### Aim of the task
Word for word, repeat the lines of the records from the one containing "Would you mind pointing out the yellow" through the last line, both included.

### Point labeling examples
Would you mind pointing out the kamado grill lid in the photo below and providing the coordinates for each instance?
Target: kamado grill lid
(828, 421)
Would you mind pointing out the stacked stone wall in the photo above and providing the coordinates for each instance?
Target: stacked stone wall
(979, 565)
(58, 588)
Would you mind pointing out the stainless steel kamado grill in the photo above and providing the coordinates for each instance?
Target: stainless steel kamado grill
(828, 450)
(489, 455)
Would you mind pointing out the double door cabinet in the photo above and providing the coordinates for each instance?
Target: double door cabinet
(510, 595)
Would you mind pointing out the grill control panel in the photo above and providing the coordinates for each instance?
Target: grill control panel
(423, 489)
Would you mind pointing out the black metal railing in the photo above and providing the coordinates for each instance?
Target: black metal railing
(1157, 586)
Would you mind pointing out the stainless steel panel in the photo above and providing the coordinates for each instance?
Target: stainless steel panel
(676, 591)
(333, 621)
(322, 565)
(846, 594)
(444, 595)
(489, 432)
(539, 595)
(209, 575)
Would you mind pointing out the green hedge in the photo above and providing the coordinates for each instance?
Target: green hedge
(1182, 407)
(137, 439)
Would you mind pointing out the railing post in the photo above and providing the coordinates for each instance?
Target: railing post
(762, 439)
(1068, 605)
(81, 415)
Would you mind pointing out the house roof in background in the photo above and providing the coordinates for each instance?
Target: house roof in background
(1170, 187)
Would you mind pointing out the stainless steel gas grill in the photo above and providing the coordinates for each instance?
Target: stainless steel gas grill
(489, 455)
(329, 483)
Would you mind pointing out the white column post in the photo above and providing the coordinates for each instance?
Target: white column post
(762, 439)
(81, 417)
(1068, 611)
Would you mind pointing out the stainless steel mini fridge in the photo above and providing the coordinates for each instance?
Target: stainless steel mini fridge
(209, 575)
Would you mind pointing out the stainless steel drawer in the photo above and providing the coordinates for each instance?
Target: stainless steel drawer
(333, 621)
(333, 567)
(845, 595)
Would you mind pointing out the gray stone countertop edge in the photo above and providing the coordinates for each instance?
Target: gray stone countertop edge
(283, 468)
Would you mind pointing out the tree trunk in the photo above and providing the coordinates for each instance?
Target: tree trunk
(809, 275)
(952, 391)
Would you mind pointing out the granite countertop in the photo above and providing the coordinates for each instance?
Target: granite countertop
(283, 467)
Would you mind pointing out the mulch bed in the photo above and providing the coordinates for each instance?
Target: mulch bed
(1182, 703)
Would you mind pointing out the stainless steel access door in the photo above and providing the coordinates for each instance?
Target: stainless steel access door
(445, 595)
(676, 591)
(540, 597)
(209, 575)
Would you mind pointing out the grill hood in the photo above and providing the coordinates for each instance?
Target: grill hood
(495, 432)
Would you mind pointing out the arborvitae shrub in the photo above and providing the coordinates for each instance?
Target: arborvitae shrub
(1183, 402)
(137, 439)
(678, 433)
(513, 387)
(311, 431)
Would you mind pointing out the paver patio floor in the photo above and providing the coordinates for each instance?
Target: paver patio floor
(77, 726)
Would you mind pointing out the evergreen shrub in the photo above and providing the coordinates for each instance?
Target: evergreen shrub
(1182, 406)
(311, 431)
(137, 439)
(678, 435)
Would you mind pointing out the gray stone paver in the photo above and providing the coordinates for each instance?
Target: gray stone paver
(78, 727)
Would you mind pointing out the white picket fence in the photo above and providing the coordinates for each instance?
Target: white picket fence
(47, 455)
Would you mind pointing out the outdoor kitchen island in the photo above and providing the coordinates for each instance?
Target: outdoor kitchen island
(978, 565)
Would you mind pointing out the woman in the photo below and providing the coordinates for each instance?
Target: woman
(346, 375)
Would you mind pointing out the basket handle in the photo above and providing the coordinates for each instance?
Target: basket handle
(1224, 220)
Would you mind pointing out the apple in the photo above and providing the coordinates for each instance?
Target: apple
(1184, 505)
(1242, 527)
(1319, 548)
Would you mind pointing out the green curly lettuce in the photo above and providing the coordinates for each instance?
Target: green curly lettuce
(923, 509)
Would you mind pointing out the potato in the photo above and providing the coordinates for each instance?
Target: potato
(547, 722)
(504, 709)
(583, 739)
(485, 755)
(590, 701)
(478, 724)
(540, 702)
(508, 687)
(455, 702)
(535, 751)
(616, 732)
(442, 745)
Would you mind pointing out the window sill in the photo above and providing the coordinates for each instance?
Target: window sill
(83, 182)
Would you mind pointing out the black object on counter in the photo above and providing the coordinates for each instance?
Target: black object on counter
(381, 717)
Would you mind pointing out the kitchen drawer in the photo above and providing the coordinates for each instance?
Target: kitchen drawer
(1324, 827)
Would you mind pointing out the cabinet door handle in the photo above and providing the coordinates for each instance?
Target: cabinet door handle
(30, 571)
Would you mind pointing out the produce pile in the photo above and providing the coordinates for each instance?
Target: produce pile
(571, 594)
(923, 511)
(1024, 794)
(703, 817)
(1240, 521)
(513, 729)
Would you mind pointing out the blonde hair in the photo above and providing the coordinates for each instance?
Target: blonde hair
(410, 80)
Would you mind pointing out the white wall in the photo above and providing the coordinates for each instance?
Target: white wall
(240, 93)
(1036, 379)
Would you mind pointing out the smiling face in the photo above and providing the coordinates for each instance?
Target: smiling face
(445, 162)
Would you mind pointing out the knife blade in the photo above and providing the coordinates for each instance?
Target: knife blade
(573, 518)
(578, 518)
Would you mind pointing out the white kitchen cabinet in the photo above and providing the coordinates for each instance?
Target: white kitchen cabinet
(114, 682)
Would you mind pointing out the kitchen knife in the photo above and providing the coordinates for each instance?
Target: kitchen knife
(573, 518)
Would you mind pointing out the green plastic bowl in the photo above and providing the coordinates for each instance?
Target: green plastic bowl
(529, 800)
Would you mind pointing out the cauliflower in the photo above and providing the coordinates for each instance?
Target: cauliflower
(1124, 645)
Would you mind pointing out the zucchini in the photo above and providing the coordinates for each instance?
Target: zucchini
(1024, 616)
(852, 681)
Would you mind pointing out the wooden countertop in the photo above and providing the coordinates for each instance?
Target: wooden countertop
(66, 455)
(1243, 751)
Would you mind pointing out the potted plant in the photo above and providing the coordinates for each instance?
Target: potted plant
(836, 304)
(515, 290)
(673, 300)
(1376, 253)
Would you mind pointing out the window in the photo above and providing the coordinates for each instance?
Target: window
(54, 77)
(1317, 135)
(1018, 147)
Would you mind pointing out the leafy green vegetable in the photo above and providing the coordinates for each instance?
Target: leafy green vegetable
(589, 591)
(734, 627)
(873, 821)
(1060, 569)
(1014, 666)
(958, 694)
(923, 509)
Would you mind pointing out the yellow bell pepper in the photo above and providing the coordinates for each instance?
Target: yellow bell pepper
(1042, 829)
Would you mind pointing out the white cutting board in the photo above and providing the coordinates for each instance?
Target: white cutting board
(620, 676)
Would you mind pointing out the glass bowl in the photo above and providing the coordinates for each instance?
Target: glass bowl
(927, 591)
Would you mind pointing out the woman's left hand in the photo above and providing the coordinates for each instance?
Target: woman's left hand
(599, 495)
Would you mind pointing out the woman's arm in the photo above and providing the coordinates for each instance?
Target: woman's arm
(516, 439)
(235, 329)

### Worked answer
Would you mind pointing out the yellow bell pepper in the photo above and providing the coordinates for each instance?
Target: yellow bell pepper
(1042, 829)
Would you mind pointing out the white cutting board in the photo above and providing the coordinates for each instance?
Target: white cutting board
(620, 676)
Would you mind pointing out the glass bowl in the photo above and providing the coordinates for each instance?
Target: glass bowl
(927, 591)
Would you mind pointing out the woman's left hand in the photo above and providing the coordinates for each instance?
Target: woman's left hand
(599, 495)
Would you mind pointing out the woman's arm in the photo above and providing the coordinates for each instance?
Target: woman's arm
(516, 439)
(235, 329)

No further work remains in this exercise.